= PASSAGE TO READ =
For example, such an apparatus that provides interference
cancellation to the plurality of users may be used.
[0070] Thus, according to this embodiment, the communication
quality is detected using the target SIR, and interference
cancellation processing is provided to the received signal based on
the detected communication quality, making it possible to reduce
interference caused by the transmission signal from the other user
in the signal obtained by despread processing. Accordingly, this
allows the communication quality to be maintained good.
[0071] Moreover, this embodiment explained the case in which the
base station apparatus performed interference cancellation
processing to the received signal based on the communication
quality. However, the present invention is not limited to this
case, and can be applied to the case in which the communication
terminal apparatus performs interference cancellation processing to
the received signal based on the communication quality.
[0072] (Embodiment 3)

= INFORMATION PROVIDED =
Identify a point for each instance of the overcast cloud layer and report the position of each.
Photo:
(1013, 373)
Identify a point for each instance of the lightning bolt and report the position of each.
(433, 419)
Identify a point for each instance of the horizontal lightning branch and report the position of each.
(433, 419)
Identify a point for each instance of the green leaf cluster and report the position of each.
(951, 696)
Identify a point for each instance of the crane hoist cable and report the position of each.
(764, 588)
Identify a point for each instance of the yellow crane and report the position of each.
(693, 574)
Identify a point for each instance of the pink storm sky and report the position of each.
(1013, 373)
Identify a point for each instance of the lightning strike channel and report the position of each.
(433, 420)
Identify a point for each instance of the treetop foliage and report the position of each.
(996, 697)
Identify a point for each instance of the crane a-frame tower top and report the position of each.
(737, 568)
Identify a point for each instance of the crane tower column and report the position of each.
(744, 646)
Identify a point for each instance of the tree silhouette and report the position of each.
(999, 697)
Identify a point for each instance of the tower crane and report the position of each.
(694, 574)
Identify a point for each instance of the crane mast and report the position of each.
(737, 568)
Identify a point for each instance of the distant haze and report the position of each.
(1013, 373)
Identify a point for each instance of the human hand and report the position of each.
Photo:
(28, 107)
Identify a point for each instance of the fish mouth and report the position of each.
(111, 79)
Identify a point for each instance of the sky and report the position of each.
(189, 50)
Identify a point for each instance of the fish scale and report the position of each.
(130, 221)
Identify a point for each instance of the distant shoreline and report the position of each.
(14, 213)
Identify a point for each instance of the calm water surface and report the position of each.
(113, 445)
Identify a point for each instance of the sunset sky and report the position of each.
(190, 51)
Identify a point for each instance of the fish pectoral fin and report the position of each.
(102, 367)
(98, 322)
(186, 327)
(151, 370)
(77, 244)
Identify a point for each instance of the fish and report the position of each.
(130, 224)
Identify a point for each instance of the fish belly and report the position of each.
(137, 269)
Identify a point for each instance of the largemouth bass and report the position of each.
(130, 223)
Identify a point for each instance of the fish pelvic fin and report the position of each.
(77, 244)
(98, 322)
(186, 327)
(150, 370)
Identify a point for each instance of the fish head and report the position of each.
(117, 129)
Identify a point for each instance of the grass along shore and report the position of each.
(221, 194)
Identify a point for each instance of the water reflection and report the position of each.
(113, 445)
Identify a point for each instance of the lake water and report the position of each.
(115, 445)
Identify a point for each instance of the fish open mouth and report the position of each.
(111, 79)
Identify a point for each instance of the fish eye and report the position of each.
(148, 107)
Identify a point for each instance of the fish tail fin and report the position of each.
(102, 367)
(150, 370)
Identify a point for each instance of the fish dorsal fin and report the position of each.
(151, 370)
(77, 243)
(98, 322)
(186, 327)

= TO-DO LIST =
1. List every bracketed paragraph number that appears in the interference cancellation passage.
2. Please summarize the interference cancellation passage in two sentences.
3. Carry the interference cancellation passage forward from its last line.

= RESULTS BY TASK =
1. [0070], [0071], [0072]

2. The embodiment detects communication quality using the target SIR and applies interference cancellation processing to the received signal based on that quality, which reduces interference from another user's transmission signal in the despread signal and keeps communication quality good. The embodiment describes the base station apparatus performing this processing, but the invention can also apply when the communication terminal apparatus performs it.

3.
[0073] This embodiment will explain the case in which the spreading
code used in communication is changed and an interference canceling
apparatus is operated based on a target SIR value set by the base
station apparatus in spreading code CDMA radio communication system
that performs transmission power control between the communication
terminal apparatus and the base station apparatus.
[0074] FIG. 7 is a block diagram illustrating the configuration of
a base station apparatus having a radio communication apparatus
according to a third embodiment of the present invention. In FIG.
7, the same reference numerals as those of FIG. 1 or FIG. 2 are
added to the same components as those of Embodiment 1 (FIG. 1) or
Embodiment 2 (FIG. 5), and the specific explanation is omitted.
FIG. 8 is a flowchart illustrating the operation of the base
station apparatus having the radio communication apparatus
according to the third embodiment of the present invention.
[0075] Referring to FIGS. 7 and 8, in ST801, a target SIR value is
obtained. In ST802, a comparison between the target SIR value and
the threshold value is performed. In the case where the target SIR
value is equal to or less than the threshold value (communication
quality is good), processing is ended. While, in the case where the
target SIR value is greater than the threshold value (communication
quality is poor), processing goes to ST803.
[0076] In ST803, it is determined whether or not the use of the
spreading code with the same spreading factor (code length) as that
of the current spreading code is possible. If the use of the
spreading code with the same spreading factor is possible,
processing goes to ST804.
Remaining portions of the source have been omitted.